▶ TASK DESCRIPTION
Return every item below verbatim, line for line, omitting the pictures.

(Portion of a data file)
==================================================

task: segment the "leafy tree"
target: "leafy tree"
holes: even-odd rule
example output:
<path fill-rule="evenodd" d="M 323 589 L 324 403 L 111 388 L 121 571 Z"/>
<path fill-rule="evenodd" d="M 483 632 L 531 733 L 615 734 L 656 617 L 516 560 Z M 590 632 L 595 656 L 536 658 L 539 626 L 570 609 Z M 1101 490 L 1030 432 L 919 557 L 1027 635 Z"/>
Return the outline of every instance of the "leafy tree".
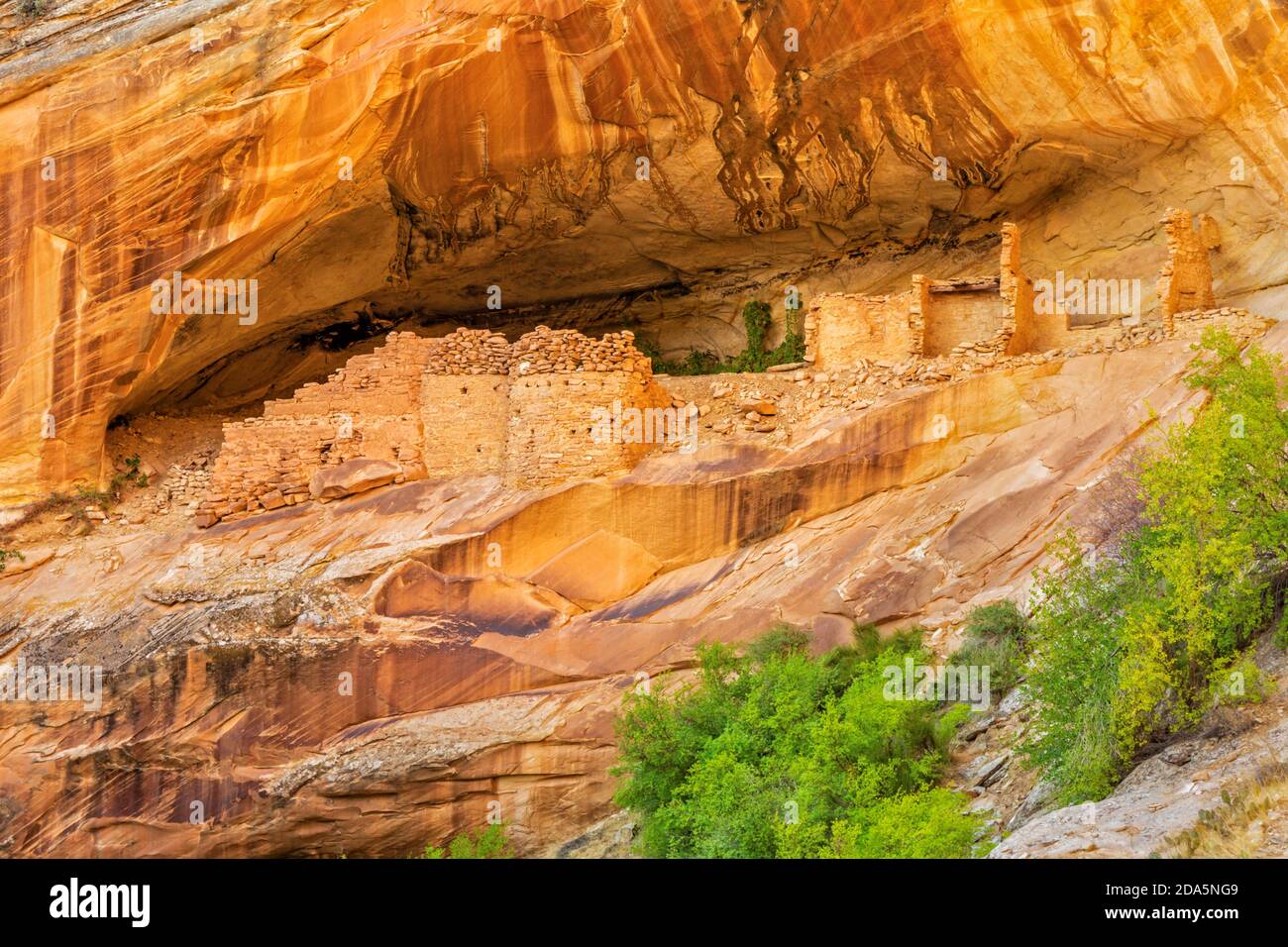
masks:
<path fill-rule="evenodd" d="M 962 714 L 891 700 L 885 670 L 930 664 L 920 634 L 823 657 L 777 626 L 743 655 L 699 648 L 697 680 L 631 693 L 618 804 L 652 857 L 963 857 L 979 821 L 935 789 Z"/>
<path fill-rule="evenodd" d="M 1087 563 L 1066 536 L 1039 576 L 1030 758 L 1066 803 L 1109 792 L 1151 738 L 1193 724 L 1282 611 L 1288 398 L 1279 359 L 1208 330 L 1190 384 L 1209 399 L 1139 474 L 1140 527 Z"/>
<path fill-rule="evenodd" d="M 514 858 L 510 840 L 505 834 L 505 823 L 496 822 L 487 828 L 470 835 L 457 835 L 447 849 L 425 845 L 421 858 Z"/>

==================================================

▶ TASK ANSWER
task: segment the "leafy tree"
target: "leafy tree"
holes: even-odd rule
example output:
<path fill-rule="evenodd" d="M 323 589 L 324 403 L 111 388 L 121 571 Z"/>
<path fill-rule="evenodd" d="M 483 632 L 531 733 L 615 734 L 656 617 L 516 560 Z M 590 632 L 595 656 L 536 658 L 539 626 L 570 609 Z M 1101 490 L 1030 432 L 919 557 L 1027 635 Z"/>
Return the outline of every instance of the "leafy tree".
masks:
<path fill-rule="evenodd" d="M 962 714 L 891 700 L 885 670 L 930 664 L 920 634 L 823 657 L 777 626 L 743 655 L 699 648 L 697 680 L 631 693 L 618 804 L 652 857 L 963 857 L 979 821 L 935 789 Z"/>
<path fill-rule="evenodd" d="M 1087 563 L 1066 536 L 1039 576 L 1030 758 L 1066 803 L 1109 792 L 1151 738 L 1193 724 L 1282 611 L 1288 398 L 1279 359 L 1208 330 L 1190 384 L 1209 399 L 1139 474 L 1140 527 Z"/>
<path fill-rule="evenodd" d="M 514 858 L 510 840 L 505 834 L 505 823 L 496 822 L 487 828 L 470 835 L 457 835 L 447 849 L 425 845 L 421 858 Z"/>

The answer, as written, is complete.